- _The request_: Please reproduce every line of the material below word for word.
[begin Data supplied]
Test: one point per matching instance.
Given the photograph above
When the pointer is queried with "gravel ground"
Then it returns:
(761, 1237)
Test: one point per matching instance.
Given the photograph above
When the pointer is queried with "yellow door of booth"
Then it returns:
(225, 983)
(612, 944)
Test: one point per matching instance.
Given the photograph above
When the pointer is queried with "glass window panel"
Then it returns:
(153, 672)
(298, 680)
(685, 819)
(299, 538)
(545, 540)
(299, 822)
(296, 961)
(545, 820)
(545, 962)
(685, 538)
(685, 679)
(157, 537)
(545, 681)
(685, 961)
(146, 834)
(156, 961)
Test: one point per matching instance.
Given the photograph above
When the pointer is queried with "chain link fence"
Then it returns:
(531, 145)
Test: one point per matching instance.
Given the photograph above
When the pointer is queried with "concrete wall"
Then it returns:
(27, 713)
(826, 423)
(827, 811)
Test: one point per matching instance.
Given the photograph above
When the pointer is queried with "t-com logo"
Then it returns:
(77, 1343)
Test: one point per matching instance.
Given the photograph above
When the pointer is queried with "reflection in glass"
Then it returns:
[end Data supplied]
- _Reply to the task_:
Test: one point per matching instance.
Given the photograph above
When the pointer is queried with "gravel ground"
Then it returns:
(761, 1237)
Test: one point per matching instance.
Given the photograph above
When the pointer is queried with "yellow door of booth"
Then it returns:
(225, 983)
(612, 944)
Test: one point per matching instance.
Given the photograph above
When the pointer is queried with "glass window panel"
Then it returns:
(153, 672)
(298, 680)
(685, 819)
(299, 538)
(545, 540)
(299, 822)
(296, 961)
(545, 820)
(545, 962)
(685, 538)
(685, 679)
(157, 537)
(545, 681)
(685, 961)
(146, 834)
(156, 961)
Test: one point per matching instance.
Given the photograph above
When the pointer is queried with "chain link fence"
Then it returns:
(531, 145)
Test: one point per matching instance.
Given the photograph above
When the pointer is queried with "concrete wall"
Then it returns:
(27, 713)
(826, 423)
(827, 811)
Test: one point per matching instance.
Given the photograph above
When the pointer is queried with "t-com logo"
Then it returns:
(77, 1343)
Test: one point per matching instance.
Given the photograph above
When the pointer is queried with "reflection in glass"
Then it returns:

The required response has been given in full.